• _EXERCISE OBJECTIVE_
When you reach the line that holds "the black loudspeaker", start copying exactly and keep going through the final line of the data, leaving out pictures.
*** RECORD EXCERPTS ***
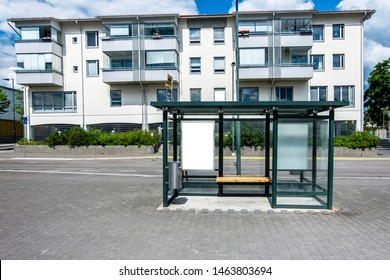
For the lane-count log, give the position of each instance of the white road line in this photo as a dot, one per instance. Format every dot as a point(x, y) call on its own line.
point(80, 173)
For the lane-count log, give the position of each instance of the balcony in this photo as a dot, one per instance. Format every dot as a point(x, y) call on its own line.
point(119, 75)
point(39, 78)
point(117, 44)
point(38, 46)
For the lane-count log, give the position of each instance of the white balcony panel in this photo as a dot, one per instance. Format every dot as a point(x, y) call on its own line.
point(253, 41)
point(297, 72)
point(39, 78)
point(169, 43)
point(254, 73)
point(117, 44)
point(29, 47)
point(296, 40)
point(160, 75)
point(118, 76)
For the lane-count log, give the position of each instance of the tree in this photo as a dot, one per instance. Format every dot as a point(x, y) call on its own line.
point(377, 96)
point(4, 102)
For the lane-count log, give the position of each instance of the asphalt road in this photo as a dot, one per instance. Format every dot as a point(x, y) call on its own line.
point(105, 208)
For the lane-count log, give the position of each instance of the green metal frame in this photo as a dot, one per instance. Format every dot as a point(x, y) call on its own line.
point(300, 111)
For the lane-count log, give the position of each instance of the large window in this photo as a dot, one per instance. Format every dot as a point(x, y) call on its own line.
point(116, 98)
point(318, 62)
point(219, 35)
point(194, 35)
point(195, 65)
point(254, 26)
point(161, 59)
point(345, 93)
point(162, 29)
point(195, 94)
point(284, 93)
point(92, 68)
point(92, 38)
point(253, 57)
point(249, 94)
point(338, 31)
point(338, 61)
point(162, 95)
point(54, 101)
point(219, 65)
point(39, 62)
point(317, 93)
point(120, 30)
point(318, 33)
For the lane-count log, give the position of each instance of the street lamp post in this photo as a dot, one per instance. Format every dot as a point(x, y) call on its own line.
point(13, 101)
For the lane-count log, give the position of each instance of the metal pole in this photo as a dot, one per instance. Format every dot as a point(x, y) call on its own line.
point(238, 127)
point(330, 158)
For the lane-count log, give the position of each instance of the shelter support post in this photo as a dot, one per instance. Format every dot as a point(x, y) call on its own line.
point(220, 152)
point(165, 158)
point(274, 156)
point(330, 158)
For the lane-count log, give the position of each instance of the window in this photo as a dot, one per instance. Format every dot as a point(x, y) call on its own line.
point(249, 94)
point(54, 101)
point(338, 61)
point(92, 38)
point(195, 65)
point(162, 95)
point(219, 35)
point(195, 94)
point(318, 33)
point(345, 93)
point(121, 63)
point(317, 93)
point(161, 59)
point(92, 68)
point(116, 98)
point(162, 29)
point(219, 94)
point(284, 93)
point(120, 30)
point(318, 62)
point(219, 65)
point(253, 57)
point(338, 31)
point(259, 26)
point(194, 35)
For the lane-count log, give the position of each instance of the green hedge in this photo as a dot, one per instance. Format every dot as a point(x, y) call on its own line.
point(358, 140)
point(77, 137)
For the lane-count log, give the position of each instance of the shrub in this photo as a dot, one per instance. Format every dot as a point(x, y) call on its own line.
point(357, 140)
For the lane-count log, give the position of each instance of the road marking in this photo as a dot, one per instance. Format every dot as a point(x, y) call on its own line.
point(80, 173)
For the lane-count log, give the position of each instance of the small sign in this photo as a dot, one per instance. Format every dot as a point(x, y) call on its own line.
point(169, 94)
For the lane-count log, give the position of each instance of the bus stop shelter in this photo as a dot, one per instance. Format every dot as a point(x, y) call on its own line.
point(298, 151)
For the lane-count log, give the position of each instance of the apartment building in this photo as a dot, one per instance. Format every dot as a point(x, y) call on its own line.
point(103, 72)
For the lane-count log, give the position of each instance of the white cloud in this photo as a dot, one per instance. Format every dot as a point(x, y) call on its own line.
point(264, 5)
point(76, 9)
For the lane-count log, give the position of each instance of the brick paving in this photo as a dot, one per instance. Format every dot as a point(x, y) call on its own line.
point(87, 216)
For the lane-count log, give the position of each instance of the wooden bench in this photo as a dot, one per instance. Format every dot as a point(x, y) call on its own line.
point(243, 180)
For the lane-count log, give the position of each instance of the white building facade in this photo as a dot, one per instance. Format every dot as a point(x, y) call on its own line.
point(103, 72)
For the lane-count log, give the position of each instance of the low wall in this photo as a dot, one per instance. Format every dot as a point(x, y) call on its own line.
point(121, 150)
point(91, 150)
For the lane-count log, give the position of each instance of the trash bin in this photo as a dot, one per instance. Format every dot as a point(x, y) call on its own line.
point(175, 176)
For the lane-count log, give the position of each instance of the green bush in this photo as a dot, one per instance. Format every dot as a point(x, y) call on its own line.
point(76, 137)
point(358, 140)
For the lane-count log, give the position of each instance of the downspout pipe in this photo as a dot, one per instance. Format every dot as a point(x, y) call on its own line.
point(83, 125)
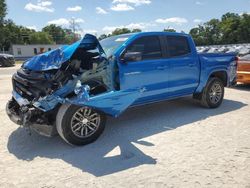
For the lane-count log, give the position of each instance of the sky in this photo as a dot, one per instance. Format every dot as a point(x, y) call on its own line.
point(103, 16)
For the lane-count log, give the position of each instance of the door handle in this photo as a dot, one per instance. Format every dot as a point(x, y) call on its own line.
point(162, 67)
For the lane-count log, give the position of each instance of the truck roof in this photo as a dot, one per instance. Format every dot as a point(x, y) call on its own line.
point(153, 33)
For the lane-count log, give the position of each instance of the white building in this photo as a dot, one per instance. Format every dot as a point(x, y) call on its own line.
point(27, 51)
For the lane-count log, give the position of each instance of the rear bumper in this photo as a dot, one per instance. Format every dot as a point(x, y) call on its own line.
point(18, 117)
point(243, 77)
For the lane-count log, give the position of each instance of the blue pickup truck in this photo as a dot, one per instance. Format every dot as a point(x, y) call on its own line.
point(71, 90)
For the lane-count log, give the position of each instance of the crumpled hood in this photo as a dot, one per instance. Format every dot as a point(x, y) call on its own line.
point(55, 58)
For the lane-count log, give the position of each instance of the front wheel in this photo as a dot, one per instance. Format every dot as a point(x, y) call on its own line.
point(213, 94)
point(79, 125)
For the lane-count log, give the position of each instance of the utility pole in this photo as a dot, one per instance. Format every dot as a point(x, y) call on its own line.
point(74, 26)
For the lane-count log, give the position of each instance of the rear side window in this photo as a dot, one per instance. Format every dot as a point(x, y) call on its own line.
point(149, 46)
point(177, 46)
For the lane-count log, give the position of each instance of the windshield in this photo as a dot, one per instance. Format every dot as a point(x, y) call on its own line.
point(110, 44)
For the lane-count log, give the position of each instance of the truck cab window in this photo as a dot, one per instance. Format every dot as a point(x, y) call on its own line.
point(177, 46)
point(149, 47)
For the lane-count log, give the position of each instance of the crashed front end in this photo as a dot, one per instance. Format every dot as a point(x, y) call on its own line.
point(79, 74)
point(49, 80)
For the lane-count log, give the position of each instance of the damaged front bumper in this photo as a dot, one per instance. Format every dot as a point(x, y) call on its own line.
point(20, 112)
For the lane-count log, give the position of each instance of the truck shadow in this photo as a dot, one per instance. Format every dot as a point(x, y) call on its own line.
point(132, 127)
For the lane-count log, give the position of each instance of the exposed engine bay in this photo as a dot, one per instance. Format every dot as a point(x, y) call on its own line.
point(37, 95)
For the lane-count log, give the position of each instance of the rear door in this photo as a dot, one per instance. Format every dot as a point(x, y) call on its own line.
point(184, 66)
point(147, 73)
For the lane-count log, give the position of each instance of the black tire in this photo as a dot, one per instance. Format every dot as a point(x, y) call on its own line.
point(213, 93)
point(64, 124)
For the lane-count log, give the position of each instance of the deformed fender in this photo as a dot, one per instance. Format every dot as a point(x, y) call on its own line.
point(112, 103)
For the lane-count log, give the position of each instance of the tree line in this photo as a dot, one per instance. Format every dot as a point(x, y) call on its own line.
point(231, 28)
point(10, 33)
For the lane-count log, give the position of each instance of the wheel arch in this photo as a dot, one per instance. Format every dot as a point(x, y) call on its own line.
point(221, 75)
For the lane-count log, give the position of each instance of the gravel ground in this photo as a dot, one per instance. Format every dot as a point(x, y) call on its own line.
point(170, 144)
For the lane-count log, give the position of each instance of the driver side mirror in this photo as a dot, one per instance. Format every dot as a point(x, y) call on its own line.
point(132, 56)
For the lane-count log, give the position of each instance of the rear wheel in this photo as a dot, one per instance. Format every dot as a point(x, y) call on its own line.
point(213, 94)
point(79, 125)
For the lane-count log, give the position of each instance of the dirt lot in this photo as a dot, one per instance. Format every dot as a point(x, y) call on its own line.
point(170, 144)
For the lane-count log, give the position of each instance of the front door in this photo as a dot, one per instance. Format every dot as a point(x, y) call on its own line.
point(184, 66)
point(149, 73)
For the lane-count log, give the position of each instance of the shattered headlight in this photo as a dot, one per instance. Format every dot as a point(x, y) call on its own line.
point(81, 88)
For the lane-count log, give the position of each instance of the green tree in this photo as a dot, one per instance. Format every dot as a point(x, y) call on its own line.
point(58, 33)
point(41, 38)
point(230, 23)
point(169, 30)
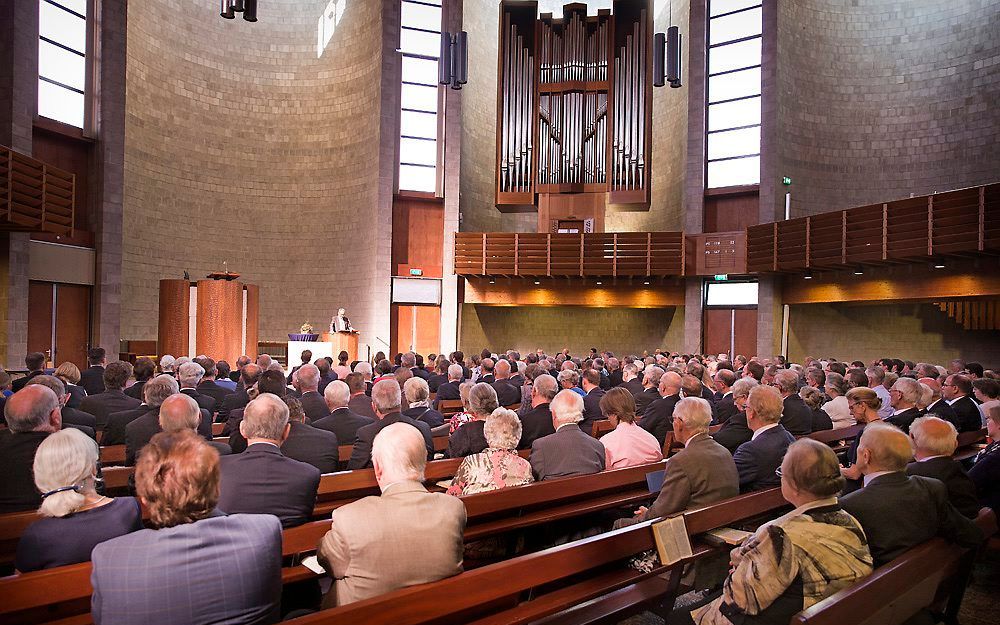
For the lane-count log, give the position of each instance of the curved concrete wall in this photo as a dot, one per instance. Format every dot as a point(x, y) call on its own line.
point(879, 99)
point(243, 146)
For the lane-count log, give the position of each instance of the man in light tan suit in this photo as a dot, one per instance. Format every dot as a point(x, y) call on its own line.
point(700, 474)
point(406, 536)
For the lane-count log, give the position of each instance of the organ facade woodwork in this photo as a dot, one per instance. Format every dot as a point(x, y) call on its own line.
point(574, 114)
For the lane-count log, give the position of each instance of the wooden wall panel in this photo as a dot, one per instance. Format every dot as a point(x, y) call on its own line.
point(174, 323)
point(219, 333)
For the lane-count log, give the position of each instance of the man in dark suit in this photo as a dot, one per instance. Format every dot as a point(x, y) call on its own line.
point(306, 381)
point(569, 451)
point(341, 421)
point(796, 417)
point(32, 414)
point(957, 391)
point(536, 422)
point(113, 399)
point(35, 363)
point(757, 459)
point(262, 480)
point(724, 407)
point(658, 415)
point(92, 378)
point(934, 443)
point(188, 376)
point(590, 381)
point(898, 511)
point(450, 389)
point(386, 400)
point(507, 393)
point(903, 396)
point(208, 385)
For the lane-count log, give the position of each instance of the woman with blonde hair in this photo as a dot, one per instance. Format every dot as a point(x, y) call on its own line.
point(76, 517)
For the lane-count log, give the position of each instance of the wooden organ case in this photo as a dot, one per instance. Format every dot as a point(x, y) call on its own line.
point(574, 111)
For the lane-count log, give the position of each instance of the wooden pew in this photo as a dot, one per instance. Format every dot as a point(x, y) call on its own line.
point(900, 589)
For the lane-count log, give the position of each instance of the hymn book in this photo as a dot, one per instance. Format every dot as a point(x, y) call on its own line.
point(671, 540)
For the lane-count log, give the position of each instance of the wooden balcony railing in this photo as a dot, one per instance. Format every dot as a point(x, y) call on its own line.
point(35, 197)
point(966, 221)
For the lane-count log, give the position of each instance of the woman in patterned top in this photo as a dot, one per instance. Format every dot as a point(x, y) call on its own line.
point(798, 559)
point(498, 466)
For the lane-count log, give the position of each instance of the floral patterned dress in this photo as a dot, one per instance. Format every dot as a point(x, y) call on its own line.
point(491, 469)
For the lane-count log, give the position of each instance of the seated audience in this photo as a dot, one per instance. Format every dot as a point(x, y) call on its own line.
point(796, 417)
point(836, 389)
point(406, 536)
point(898, 511)
point(69, 374)
point(734, 432)
point(813, 399)
point(341, 421)
point(113, 399)
point(569, 451)
point(385, 403)
point(904, 395)
point(32, 415)
point(76, 518)
point(628, 444)
point(757, 459)
point(798, 559)
point(195, 566)
point(262, 480)
point(703, 472)
point(498, 466)
point(470, 439)
point(417, 394)
point(934, 442)
point(957, 391)
point(985, 473)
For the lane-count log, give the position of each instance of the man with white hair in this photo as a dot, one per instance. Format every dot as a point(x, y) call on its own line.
point(904, 394)
point(934, 442)
point(341, 421)
point(32, 414)
point(386, 403)
point(450, 389)
point(569, 451)
point(262, 480)
point(898, 511)
point(189, 375)
point(700, 474)
point(306, 381)
point(404, 537)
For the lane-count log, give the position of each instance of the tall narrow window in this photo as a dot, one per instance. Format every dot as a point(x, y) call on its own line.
point(734, 61)
point(419, 42)
point(62, 60)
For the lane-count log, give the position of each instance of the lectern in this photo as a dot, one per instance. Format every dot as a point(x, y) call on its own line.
point(217, 317)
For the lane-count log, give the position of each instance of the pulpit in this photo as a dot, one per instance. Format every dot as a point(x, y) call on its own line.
point(217, 317)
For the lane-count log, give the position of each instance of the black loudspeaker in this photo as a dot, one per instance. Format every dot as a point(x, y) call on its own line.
point(460, 60)
point(674, 57)
point(659, 52)
point(444, 60)
point(249, 10)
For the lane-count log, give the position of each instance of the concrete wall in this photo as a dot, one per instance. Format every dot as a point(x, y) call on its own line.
point(243, 146)
point(918, 332)
point(479, 118)
point(883, 98)
point(552, 328)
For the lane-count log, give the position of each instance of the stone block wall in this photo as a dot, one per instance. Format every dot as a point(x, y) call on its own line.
point(552, 328)
point(879, 99)
point(243, 146)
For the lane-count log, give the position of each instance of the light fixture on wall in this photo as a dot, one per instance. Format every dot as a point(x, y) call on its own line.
point(229, 8)
point(453, 62)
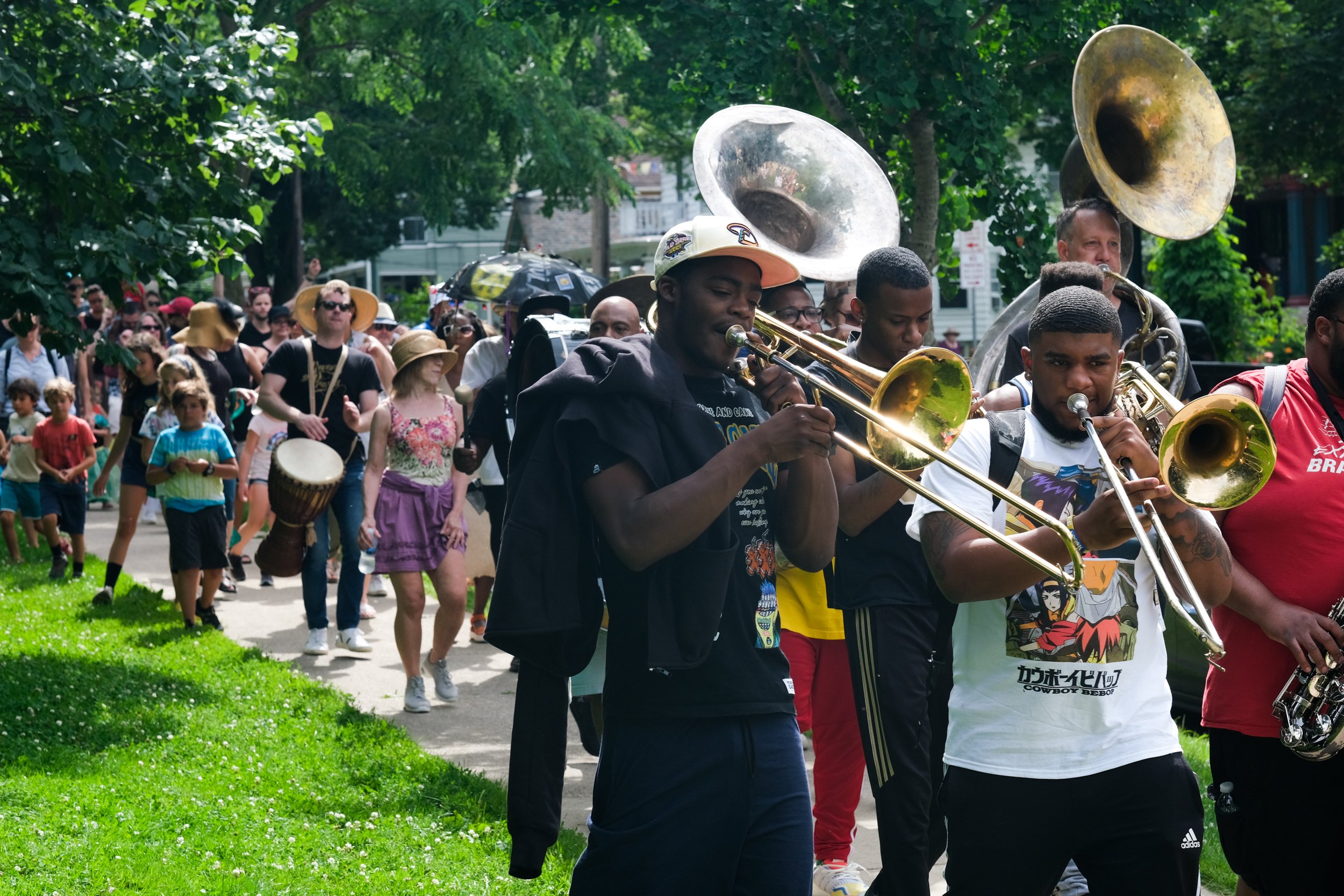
*** End of RECORD EXCERPTS ***
• _SOLUTION_
For the lane-count log, give the position of each instance of the black loudspeaker in this photo as a dot, one per instance. Format every dot as a point(x, y) call on its own line.
point(460, 60)
point(674, 57)
point(659, 52)
point(444, 60)
point(249, 10)
For the lane-count log, give the position of each instance of the concrete wall in this photo as a dot, one per instance. Format every dot as a point(x, y) call on its own line.
point(243, 146)
point(918, 332)
point(479, 118)
point(883, 98)
point(552, 328)
For the lane-count log, give the position of each instance of the stone block wall in this photo as a dot, one per instance. Format every dot as a point(x, y) call on its own line.
point(552, 328)
point(879, 99)
point(243, 146)
For the lane-count log, give the position of each instance of the light fixture on wall in this photo as a dot, one per instance. Format every dot as a point(x, y) call on its own line.
point(229, 8)
point(453, 62)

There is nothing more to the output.